● Exercises to complete
[a] Answer these questions from the text on honesty with doctors:
(i) What four things did the doctor advise at the last visit?
(ii) What kind of doctor is Dr. Marc Leavey?
(iii) According to Dr. Leavey, what are treatment decisions based on?
[b] Print the stretch of the text on honesty with doctors from "Walking into your" through "brain should be.", word for word.

● Extract provided
_ _ _ _ _

Walking into your annual check-up with your primary care physician can be a weirdly nerve-wracking event, because you know that, since your last visit, you haven’t followed much of their medical advice at all. In fact, you’ve done your level best to utterly violate it: They advised you to get more exercise, eat healthier, drink less and always avoid casual, unprotected sex. Instead, you remained mostly in the prone position, outdid Morgan Spurlock’s Super Size Me stunt diet, replaced your bodily fluids with booze and generally behaved like an animal with a dick where its brain should be.
That’s why, even on our best days, we tend to fudge our answers. Units of alcohol per week: Ohh, maybe three? Drug use: Never! Exercise: Loads, yeah, just… loads.
But how honest with our doctors should we really be?
“Deadly honest,” says primary care physician Dr. Marc Leavey. “You may not realize it, but treatment decisions are based on what the patient discloses. A physician’s evaluation is based on full and complete knowledge of what’s going on with the patient. Without that knowledge, the diagnostic plan, and subsequent treatments, may be flawed.”
Which, yeah, we kinda all know this, really. So what makes us feel compelled to lie so frequently in such situations?

_ _ _ _ _

● The data
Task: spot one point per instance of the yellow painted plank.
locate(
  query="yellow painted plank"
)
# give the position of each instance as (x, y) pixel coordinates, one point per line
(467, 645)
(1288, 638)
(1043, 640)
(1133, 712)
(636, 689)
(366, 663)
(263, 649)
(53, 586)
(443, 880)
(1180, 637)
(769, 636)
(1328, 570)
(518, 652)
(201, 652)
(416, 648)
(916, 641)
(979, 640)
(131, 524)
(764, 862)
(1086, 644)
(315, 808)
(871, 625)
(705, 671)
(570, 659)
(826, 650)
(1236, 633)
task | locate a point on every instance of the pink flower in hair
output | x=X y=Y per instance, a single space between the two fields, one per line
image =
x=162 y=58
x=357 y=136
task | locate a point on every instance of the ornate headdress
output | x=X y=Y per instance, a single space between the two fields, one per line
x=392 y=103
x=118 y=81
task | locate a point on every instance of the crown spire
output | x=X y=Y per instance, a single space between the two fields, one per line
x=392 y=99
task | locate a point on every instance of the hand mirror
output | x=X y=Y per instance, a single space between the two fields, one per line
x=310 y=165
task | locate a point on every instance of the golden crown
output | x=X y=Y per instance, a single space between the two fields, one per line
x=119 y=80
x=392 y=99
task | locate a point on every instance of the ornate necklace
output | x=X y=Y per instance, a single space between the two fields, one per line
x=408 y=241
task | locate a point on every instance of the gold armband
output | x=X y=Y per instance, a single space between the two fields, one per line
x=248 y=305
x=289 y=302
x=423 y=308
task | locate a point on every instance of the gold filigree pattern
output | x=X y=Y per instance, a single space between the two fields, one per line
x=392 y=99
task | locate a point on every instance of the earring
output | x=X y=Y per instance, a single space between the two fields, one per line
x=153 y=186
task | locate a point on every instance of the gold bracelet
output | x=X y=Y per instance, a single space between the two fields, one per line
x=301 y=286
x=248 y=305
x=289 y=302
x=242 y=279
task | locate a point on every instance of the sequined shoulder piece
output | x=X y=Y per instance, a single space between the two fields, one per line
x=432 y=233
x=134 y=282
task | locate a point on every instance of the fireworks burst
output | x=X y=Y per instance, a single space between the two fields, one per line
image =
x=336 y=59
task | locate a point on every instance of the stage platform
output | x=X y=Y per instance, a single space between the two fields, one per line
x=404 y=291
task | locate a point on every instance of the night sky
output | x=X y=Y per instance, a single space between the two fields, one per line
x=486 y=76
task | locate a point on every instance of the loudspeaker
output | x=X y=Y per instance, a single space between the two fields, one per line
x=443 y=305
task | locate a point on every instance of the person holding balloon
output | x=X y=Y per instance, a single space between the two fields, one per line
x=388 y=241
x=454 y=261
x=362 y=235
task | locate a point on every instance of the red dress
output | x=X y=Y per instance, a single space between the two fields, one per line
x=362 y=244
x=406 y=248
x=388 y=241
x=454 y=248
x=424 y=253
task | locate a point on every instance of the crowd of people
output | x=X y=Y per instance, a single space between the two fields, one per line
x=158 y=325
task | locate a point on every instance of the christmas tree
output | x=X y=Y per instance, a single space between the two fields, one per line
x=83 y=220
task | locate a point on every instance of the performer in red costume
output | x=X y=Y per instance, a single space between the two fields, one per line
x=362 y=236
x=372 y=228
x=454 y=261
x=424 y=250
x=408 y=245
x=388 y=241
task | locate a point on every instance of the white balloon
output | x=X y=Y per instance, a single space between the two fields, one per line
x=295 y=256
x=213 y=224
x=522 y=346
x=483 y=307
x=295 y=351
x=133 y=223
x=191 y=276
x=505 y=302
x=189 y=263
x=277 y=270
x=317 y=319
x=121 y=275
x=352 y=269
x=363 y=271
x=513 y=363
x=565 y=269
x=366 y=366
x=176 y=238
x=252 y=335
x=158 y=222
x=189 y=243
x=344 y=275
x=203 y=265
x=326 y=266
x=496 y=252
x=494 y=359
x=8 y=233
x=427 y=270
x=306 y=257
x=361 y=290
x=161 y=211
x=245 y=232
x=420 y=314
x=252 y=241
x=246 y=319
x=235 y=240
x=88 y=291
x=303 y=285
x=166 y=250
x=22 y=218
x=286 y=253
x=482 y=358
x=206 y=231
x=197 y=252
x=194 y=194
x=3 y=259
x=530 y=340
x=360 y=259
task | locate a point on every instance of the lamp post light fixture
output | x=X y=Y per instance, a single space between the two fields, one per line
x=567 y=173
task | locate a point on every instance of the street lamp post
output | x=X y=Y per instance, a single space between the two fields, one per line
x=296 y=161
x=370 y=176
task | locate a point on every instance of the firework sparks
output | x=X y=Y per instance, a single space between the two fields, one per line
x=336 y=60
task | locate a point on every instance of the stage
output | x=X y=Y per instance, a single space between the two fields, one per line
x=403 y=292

_ _ _ _ _

● Task answers
[a]
(i) Get more exercise, eat healthier, drink less and always avoid casual, unprotected sex.
(ii) A primary care physician.
(iii) What the patient discloses.

[b]
Walking into your annual check-up with your primary care physician can be a weirdly nerve-wracking event, because you know that, since your last visit, you haven’t followed much of their medical advice at all. In fact, you’ve done your level best to utterly violate it: They advised you to get more exercise, eat healthier, drink less and always avoid casual, unprotected sex. Instead, you remained mostly in the prone position, outdid Morgan Spurlock’s Super Size Me stunt diet, replaced your bodily fluids with booze and generally behaved like an animal with a dick where its brain should be.